Exercise :: Reproduce all records verbatim.

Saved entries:
- - - - -
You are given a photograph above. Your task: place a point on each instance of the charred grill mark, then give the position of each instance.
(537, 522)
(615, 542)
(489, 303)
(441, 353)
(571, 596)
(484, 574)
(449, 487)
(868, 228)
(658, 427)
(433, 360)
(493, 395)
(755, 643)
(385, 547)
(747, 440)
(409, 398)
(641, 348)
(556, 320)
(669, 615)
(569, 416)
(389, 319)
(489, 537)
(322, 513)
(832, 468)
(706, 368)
- - - - -
Task response ::
You are given a photograph above. Your task: place a point on each instance of the charred grill mark, then give the position of each instance.
(537, 522)
(615, 542)
(489, 303)
(441, 353)
(571, 596)
(484, 574)
(449, 487)
(868, 228)
(658, 427)
(433, 360)
(493, 395)
(755, 643)
(385, 547)
(747, 440)
(409, 398)
(641, 348)
(556, 320)
(669, 615)
(569, 416)
(389, 319)
(489, 537)
(322, 513)
(832, 468)
(706, 368)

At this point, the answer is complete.